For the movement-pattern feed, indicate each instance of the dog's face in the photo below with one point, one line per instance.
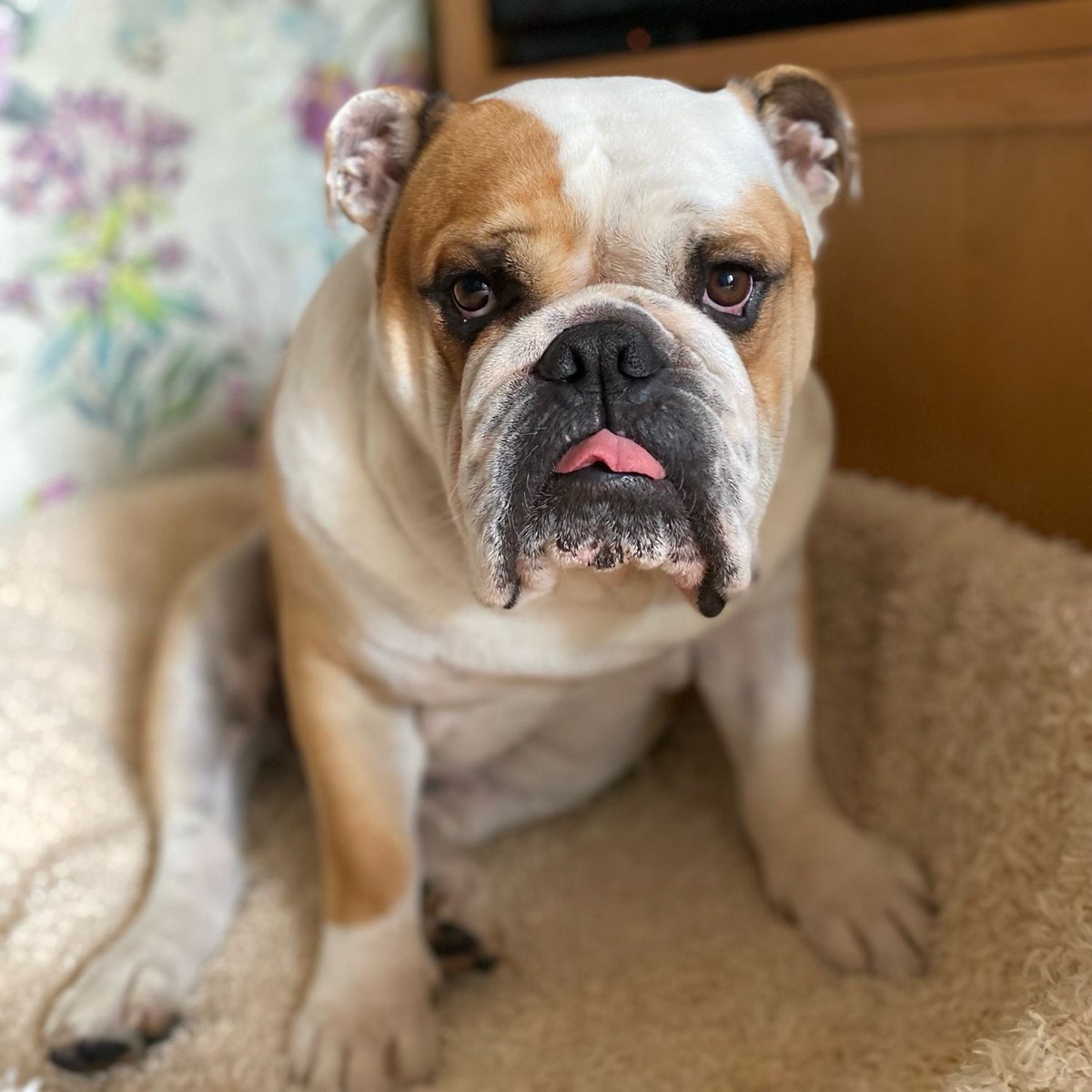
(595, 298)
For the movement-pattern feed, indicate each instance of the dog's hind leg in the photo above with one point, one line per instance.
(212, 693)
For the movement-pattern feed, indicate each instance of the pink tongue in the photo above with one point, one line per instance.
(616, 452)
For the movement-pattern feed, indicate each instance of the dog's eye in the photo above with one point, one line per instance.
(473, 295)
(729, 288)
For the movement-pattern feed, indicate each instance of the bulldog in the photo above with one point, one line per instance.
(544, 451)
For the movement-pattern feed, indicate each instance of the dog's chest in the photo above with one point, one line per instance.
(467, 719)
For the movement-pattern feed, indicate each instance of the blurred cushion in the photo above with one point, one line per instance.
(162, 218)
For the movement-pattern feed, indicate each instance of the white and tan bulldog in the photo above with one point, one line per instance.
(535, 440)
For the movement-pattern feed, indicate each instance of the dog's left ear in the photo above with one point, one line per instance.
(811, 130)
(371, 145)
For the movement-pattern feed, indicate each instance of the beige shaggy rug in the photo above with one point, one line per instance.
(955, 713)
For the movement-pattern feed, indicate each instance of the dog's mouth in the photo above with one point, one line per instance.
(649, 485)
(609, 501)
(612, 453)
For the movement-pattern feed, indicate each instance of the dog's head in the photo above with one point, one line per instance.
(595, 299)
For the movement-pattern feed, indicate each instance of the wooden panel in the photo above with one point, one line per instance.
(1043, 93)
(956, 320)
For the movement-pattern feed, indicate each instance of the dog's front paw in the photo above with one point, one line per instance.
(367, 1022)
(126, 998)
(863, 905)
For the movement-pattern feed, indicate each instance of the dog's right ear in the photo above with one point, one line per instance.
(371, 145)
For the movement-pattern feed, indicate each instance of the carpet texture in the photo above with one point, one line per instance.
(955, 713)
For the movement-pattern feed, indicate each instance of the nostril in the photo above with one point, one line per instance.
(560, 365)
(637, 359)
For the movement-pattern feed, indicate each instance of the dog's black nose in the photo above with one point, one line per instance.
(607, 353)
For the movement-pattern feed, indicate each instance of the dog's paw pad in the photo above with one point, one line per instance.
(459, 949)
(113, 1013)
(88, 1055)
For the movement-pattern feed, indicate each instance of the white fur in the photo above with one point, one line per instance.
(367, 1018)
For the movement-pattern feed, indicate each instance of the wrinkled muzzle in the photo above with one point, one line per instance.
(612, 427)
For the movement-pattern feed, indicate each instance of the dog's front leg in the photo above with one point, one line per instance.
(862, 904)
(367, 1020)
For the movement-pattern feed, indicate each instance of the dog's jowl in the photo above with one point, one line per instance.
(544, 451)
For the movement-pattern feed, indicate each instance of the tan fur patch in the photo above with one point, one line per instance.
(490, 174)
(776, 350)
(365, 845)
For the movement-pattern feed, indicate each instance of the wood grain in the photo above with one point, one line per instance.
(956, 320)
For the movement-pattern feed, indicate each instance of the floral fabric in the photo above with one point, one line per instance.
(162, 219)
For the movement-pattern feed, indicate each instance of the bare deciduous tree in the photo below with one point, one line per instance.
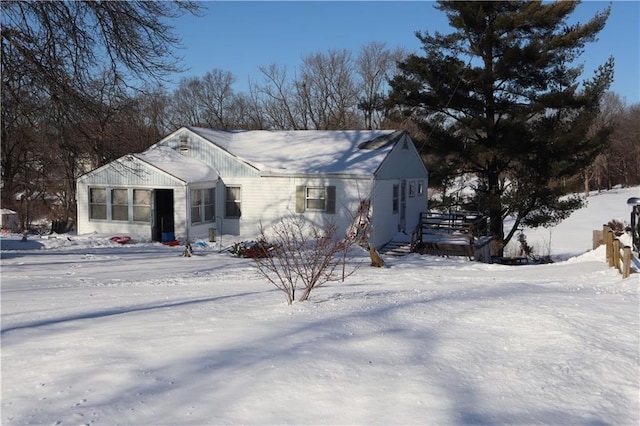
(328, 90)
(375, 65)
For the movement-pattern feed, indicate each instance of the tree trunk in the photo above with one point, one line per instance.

======

WHAT TO DO: Write out the records above once more, word for word, with no pictures.

THE REPLY:
For the movement-pattern feed, indicate each instance of the dog's face in the photo below with one point, one line per instance.
(595, 298)
For the movement-pattern feed, indicate each instance of the dog's hind leg in the photo above with one point, one line per instance.
(212, 693)
For the movement-pattern feed, indicate each instance of the pink tongue in the photo above with one point, one line per instance.
(616, 452)
For the movement-pattern feed, indicate each instance of the dog's eye in the photo above with one point, one line per instance.
(473, 295)
(729, 288)
For the movement-pattern feed, indicate each instance of the bulldog in the photo above with one point, one line per instance.
(544, 451)
For the movement-pattern feed, indicate each instance of the dog's chest in the photo above with one point, one line per instance.
(467, 719)
For the movement-pattern feed, indicate each instance of the blurred cushion in the photo above with one point, one line per instance.
(162, 218)
For the movement-pattern feed, indicate each instance of the white and tan bulldog in the photo above with one point, one line per instance.
(535, 440)
For the movement-pattern feed, indicate each instance of the dog's left ear in the photo above with one point, one line per instance.
(811, 130)
(371, 145)
For the movement-pattern feed, indicate each instance of the beige shaggy rug in the photo above with one point, one line per instance.
(955, 713)
For the movement-pattern feed, indicate each instance of the dog's mouth in the photo above with one point, one line per instance.
(649, 485)
(609, 501)
(612, 453)
For the movement-pattern feed, indicate each instance of the dog's head in the photo above with one point, one line per instance.
(595, 299)
For the movement-pattern feed, indicate each instance of the wooden panel in the photo above with one point, one line per instance.
(1043, 93)
(956, 320)
For the movement-pattern feed, indicate each instance of the dog's front paw in the photo above with one point, one line per instance.
(367, 1022)
(126, 998)
(863, 905)
For the movement-pattern feed, indicate each instance of the dog's right ear in the photo above with one point, one line per instance.
(371, 145)
For the movement-pattern feed, indicate each instance of the carpet texture in the photo above with one point, one line per instance.
(955, 713)
For the movement-pattern feed, indicate each instance of the nostril in the photo above with one point, one line per instance.
(560, 365)
(637, 359)
For the movement-pattern feed, indicate each instance of the dog's black nose in the photo above with one point, one line per instance.
(607, 353)
For the movement-pattern feed, indicate each instance of the dog's paw pad in the photo above with one point, one line per instance.
(459, 949)
(113, 1013)
(88, 1055)
For the movement-pattern feed, indicate each instance of the white fur in the photo above with one point, one line per instance.
(367, 1018)
For the movement-pattern feed, indicate each instance of the wrinkled muzzle in the photo above with one point, one line per instance.
(612, 427)
For the movement-pattern feed, indicate each instance of the dog's front leg in the photo above with one point, one line per instance.
(862, 904)
(367, 1020)
For the movement-pattern feed, indicate each instance of the dog's jowl in the photo above with one point, one line per instance.
(544, 451)
For the movement-pattern feed, indicate each instance of the tan fur patch in the photo above with one point, one line per instance.
(490, 174)
(776, 350)
(365, 845)
For the movement-pattern feed, indicate each instance of the wood grain in the photo above with one point, one line per instance.
(956, 320)
For the movement-pattern feed, indicate each instance of the floral fabric in the photo above with one point, one line per instance.
(162, 219)
For the movement-pattern feed, indicate each instance of the bare deciduous tree in the photo below with one point, one line per instance.
(328, 90)
(375, 65)
For the movement-pattern feed, indicate each instance of the tree trunk in the photo above with one point, one line per instance.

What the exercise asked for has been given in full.